## [Exercise]
Take the records below from their first line through the line holding "Category: couch cushion", and set each of those lines down exactly, without pictures.

[Photo-based referring expression data]
Start of Block

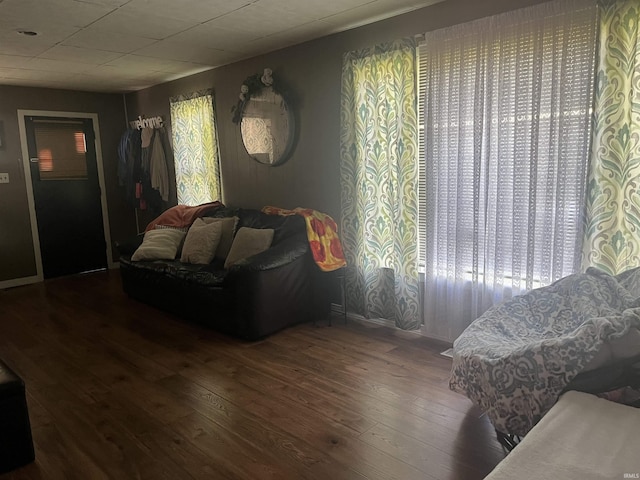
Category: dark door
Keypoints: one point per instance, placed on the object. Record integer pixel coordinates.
(66, 193)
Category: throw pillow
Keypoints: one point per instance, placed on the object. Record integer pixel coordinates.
(201, 242)
(248, 242)
(161, 244)
(226, 237)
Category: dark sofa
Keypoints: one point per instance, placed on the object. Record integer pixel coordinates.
(253, 298)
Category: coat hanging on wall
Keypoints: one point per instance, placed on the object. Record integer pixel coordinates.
(142, 168)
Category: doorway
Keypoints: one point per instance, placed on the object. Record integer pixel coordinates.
(66, 189)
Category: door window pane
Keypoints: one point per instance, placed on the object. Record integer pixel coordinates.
(61, 148)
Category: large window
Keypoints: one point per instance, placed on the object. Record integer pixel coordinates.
(195, 148)
(505, 106)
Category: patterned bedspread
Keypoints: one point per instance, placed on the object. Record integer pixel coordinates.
(514, 360)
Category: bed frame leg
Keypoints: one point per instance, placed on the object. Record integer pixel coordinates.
(507, 441)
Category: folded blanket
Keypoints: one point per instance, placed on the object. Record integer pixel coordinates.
(322, 233)
(182, 216)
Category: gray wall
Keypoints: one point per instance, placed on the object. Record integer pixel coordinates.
(312, 71)
(311, 177)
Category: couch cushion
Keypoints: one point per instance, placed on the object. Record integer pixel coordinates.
(203, 275)
(201, 242)
(227, 229)
(161, 244)
(249, 242)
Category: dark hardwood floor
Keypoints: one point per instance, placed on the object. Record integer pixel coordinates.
(117, 389)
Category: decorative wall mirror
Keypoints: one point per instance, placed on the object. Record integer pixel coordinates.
(266, 121)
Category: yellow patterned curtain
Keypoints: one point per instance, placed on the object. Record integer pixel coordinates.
(612, 233)
(378, 142)
(195, 148)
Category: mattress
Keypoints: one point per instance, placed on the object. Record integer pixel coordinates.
(582, 437)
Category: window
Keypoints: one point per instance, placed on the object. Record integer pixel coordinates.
(195, 148)
(505, 108)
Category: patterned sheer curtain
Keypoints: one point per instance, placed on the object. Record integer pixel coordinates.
(379, 182)
(195, 148)
(507, 131)
(612, 236)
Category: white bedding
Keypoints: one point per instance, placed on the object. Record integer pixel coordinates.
(517, 358)
(582, 437)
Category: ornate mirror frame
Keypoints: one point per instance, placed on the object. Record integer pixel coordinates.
(267, 123)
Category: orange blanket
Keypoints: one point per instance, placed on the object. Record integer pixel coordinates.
(181, 216)
(322, 232)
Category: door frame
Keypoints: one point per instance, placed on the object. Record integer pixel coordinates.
(29, 185)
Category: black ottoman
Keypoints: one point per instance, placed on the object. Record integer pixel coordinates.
(16, 445)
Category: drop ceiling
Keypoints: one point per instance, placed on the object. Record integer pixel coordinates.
(127, 45)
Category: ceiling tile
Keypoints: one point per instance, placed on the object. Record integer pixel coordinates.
(46, 65)
(78, 54)
(12, 61)
(174, 50)
(197, 11)
(215, 36)
(12, 43)
(94, 37)
(139, 63)
(316, 10)
(375, 11)
(38, 14)
(260, 21)
(122, 45)
(149, 25)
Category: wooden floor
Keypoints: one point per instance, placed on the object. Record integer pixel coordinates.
(117, 389)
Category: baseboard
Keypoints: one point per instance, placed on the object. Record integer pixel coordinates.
(18, 282)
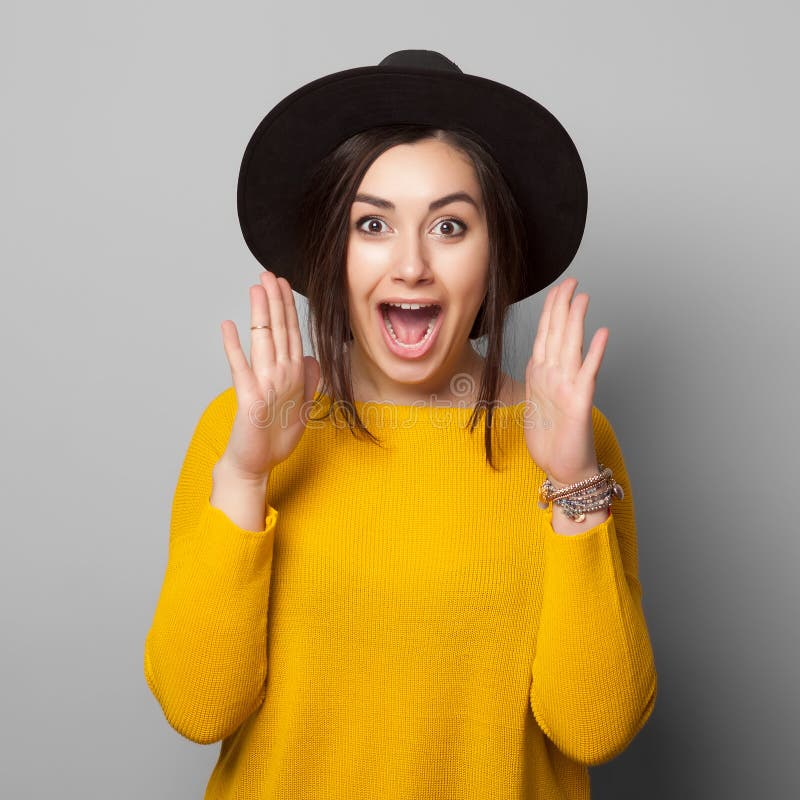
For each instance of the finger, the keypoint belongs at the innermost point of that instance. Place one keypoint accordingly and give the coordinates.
(558, 319)
(276, 315)
(572, 346)
(237, 360)
(544, 320)
(292, 322)
(587, 374)
(262, 349)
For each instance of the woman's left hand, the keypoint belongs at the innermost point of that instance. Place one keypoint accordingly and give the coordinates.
(559, 388)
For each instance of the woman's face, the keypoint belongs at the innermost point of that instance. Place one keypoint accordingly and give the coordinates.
(417, 235)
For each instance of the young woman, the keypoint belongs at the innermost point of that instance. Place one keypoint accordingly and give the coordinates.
(368, 594)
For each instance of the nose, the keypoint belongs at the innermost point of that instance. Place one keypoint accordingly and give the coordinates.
(412, 265)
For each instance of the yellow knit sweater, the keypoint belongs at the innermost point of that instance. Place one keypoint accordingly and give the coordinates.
(407, 625)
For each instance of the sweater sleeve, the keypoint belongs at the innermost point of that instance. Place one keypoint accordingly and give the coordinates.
(205, 655)
(593, 682)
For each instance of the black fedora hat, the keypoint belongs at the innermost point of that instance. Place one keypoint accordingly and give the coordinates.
(536, 155)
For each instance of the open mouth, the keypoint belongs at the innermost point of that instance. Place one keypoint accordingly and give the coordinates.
(410, 324)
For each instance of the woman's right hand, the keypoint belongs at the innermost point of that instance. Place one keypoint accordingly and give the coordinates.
(274, 390)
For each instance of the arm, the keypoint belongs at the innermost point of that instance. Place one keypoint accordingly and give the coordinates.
(205, 656)
(593, 683)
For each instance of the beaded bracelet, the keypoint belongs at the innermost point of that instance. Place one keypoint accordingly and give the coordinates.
(577, 499)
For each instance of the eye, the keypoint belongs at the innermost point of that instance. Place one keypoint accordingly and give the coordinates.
(450, 222)
(374, 225)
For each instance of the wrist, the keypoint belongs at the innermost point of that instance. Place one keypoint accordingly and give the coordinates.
(223, 470)
(561, 482)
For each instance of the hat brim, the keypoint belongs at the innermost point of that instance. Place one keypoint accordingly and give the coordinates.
(533, 150)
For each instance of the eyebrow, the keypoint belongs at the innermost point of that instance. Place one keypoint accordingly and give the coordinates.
(442, 201)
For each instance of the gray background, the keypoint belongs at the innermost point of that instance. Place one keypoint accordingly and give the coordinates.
(123, 126)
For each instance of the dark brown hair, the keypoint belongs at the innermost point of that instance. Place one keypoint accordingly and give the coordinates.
(324, 232)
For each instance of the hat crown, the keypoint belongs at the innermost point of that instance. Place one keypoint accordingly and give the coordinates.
(420, 59)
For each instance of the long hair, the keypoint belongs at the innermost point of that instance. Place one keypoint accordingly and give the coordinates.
(325, 215)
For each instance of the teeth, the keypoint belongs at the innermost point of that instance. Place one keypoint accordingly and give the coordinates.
(394, 335)
(411, 305)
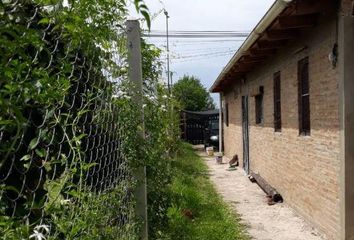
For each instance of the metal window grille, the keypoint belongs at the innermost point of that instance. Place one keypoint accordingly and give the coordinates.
(277, 103)
(304, 97)
(259, 107)
(227, 114)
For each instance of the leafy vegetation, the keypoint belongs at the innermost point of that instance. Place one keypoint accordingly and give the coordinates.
(64, 118)
(192, 95)
(196, 211)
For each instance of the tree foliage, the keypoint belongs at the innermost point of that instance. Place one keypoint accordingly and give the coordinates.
(192, 95)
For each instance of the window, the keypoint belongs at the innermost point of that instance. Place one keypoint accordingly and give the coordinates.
(227, 114)
(277, 103)
(304, 96)
(259, 106)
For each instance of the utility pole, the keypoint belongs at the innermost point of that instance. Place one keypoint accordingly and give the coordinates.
(136, 79)
(168, 53)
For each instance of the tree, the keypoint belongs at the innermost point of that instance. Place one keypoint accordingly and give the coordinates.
(192, 95)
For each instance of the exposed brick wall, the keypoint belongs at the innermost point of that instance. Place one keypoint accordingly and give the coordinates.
(304, 169)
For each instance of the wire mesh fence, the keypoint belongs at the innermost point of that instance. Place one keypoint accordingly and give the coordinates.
(64, 170)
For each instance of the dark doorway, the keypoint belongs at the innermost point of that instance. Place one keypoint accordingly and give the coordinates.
(245, 134)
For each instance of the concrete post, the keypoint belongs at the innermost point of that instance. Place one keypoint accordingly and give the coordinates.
(346, 88)
(220, 123)
(135, 77)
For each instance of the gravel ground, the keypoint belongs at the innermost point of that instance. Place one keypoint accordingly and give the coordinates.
(277, 222)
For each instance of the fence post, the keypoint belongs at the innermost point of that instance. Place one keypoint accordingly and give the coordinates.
(135, 77)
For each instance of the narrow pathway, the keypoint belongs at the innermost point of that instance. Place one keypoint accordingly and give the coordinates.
(277, 222)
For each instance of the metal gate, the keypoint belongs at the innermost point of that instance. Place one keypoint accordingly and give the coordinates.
(197, 127)
(245, 134)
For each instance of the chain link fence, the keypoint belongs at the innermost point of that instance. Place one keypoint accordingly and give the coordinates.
(65, 169)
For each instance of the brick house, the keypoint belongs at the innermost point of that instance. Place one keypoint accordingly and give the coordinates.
(288, 108)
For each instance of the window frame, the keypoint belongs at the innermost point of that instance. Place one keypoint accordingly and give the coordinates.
(304, 97)
(259, 107)
(227, 114)
(277, 101)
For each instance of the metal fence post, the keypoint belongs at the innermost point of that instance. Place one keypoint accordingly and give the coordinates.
(135, 76)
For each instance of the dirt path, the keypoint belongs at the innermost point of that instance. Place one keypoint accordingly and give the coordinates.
(277, 222)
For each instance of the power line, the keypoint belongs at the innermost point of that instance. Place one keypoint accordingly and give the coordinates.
(236, 35)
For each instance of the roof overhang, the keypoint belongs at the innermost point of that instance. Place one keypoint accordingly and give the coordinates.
(282, 23)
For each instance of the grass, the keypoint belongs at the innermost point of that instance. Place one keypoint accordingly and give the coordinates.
(198, 212)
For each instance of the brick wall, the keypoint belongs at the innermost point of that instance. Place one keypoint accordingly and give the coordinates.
(304, 169)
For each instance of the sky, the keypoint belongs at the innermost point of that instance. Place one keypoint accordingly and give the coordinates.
(203, 58)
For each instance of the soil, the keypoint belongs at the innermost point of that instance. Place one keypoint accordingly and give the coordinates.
(264, 222)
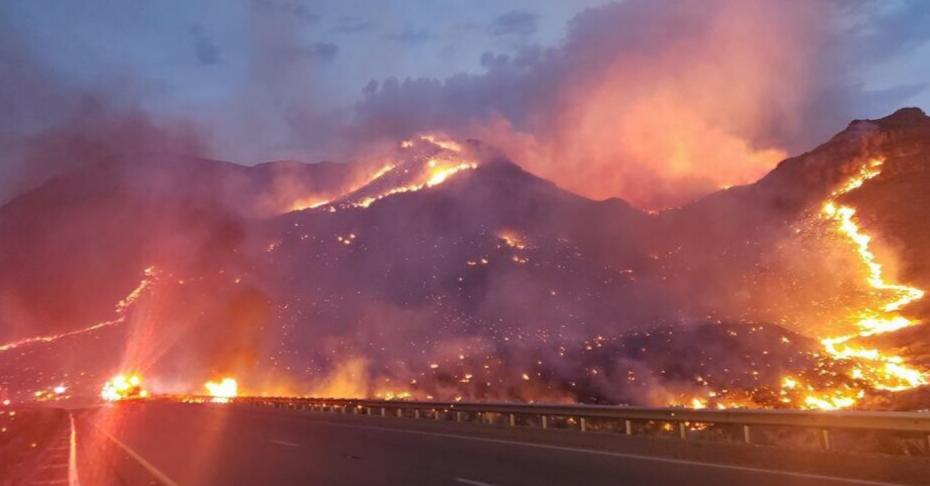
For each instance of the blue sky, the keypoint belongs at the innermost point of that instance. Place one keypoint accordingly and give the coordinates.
(271, 79)
(199, 52)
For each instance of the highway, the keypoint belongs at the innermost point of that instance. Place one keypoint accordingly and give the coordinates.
(174, 444)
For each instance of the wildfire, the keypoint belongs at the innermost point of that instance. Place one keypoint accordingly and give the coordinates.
(223, 390)
(316, 202)
(880, 371)
(438, 173)
(123, 387)
(121, 307)
(512, 240)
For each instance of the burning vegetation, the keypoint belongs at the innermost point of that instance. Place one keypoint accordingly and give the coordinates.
(448, 273)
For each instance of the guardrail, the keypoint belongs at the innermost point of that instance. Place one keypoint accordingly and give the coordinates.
(581, 417)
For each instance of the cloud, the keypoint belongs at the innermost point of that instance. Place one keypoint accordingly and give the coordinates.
(322, 51)
(352, 25)
(295, 9)
(515, 22)
(205, 49)
(657, 102)
(410, 35)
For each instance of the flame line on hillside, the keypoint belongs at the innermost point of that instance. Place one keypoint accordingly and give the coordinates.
(880, 371)
(121, 307)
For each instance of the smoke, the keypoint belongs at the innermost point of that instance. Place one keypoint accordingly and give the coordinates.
(653, 101)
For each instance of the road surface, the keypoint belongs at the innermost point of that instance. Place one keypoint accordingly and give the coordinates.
(189, 445)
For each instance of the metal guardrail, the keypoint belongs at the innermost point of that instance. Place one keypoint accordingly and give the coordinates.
(823, 422)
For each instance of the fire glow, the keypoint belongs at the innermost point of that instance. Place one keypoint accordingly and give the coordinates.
(222, 391)
(121, 307)
(123, 387)
(878, 370)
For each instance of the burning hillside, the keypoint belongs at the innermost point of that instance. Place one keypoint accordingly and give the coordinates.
(439, 269)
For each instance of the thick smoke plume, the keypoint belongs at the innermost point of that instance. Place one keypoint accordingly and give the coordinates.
(653, 101)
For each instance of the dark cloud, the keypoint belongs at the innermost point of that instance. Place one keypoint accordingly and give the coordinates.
(515, 22)
(660, 101)
(205, 49)
(410, 35)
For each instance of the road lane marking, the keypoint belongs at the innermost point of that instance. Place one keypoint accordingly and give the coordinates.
(284, 443)
(160, 476)
(624, 455)
(471, 482)
(72, 454)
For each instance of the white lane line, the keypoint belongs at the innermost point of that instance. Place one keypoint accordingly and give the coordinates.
(471, 482)
(624, 455)
(72, 454)
(160, 476)
(284, 443)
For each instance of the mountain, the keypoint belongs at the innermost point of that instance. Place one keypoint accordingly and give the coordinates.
(452, 272)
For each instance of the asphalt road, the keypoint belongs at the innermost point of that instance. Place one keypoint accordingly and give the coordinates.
(150, 444)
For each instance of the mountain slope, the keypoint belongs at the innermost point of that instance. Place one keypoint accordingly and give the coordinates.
(453, 272)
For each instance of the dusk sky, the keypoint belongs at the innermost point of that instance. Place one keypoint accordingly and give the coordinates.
(311, 80)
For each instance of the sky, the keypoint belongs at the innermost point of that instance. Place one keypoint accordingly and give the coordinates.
(653, 101)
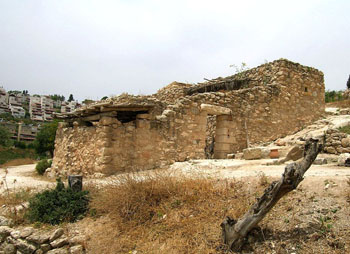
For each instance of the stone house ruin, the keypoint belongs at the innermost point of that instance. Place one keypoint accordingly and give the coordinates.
(181, 121)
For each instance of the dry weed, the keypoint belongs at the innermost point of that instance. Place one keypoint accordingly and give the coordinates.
(164, 214)
(18, 162)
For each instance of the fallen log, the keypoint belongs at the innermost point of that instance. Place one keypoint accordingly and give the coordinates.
(235, 231)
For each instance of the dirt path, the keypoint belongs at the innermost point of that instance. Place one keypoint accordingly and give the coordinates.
(23, 176)
(26, 177)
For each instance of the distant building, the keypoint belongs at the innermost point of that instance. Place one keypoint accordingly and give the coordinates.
(69, 106)
(35, 108)
(4, 107)
(17, 111)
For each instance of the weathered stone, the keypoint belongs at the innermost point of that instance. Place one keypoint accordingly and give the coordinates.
(215, 110)
(78, 249)
(56, 234)
(252, 153)
(342, 159)
(15, 234)
(5, 221)
(58, 251)
(59, 242)
(45, 247)
(320, 161)
(24, 247)
(345, 142)
(295, 153)
(38, 238)
(8, 248)
(331, 150)
(26, 232)
(4, 232)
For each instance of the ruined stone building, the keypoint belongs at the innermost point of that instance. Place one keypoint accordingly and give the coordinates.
(181, 121)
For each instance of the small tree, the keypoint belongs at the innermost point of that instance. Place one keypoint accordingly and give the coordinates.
(45, 139)
(70, 98)
(5, 136)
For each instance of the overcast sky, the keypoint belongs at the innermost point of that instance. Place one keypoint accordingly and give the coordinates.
(97, 48)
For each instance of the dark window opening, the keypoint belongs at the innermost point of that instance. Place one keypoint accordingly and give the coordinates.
(128, 116)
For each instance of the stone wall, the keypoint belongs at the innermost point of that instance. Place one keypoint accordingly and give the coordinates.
(337, 142)
(31, 240)
(281, 98)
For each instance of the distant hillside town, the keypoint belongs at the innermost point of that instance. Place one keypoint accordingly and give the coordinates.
(36, 107)
(22, 114)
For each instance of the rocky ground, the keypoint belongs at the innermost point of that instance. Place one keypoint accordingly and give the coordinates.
(322, 196)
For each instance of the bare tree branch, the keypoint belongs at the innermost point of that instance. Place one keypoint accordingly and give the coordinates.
(234, 232)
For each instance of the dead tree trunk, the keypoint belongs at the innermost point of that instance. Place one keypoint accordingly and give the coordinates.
(234, 232)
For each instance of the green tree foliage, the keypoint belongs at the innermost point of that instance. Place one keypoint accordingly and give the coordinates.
(58, 205)
(45, 139)
(5, 137)
(70, 98)
(331, 96)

End of Block

## [Answer to the problem]
Category: dark door
Keypoints: one point per instance, placed on the object. Record integer pixel coordinates.
(66, 193)
Category: throw pillow
Keypoints: one point per instance, placed on the object. Record integer pixel coordinates.
(201, 242)
(248, 242)
(161, 244)
(226, 237)
Category: dark sofa
Keypoints: one point per instance, placed on the object. Record integer pixel coordinates.
(253, 298)
Category: coat hanging on wall
Keypoints: one point per instance, placed on the object. Record integer pixel coordinates.
(142, 168)
Category: doorway
Keypoints: one point per instance, placed on the object. Record integer pixel coordinates.
(66, 189)
Category: door window pane
Keypoints: one point per instance, placed on the object. Record integer pixel coordinates.
(61, 148)
Category: large window
Keypoints: one point per instance, placed on the object. Record integer pixel coordinates.
(195, 148)
(505, 106)
Category: patterned bedspread
Keypoints: one point per instance, placed on the object. Record integer pixel coordinates.
(514, 360)
Category: bed frame leg
Keypoints: one point per instance, placed on the object. Record integer pixel coordinates.
(507, 441)
Category: folded blanket
Keypoints: one point per instance, placed on the object. Record integer pixel coordinates.
(322, 233)
(182, 216)
Category: gray wall
Keypoints: one point per instance, placed on the object. Record integer pixel coordinates.
(312, 71)
(311, 177)
Category: couch cushion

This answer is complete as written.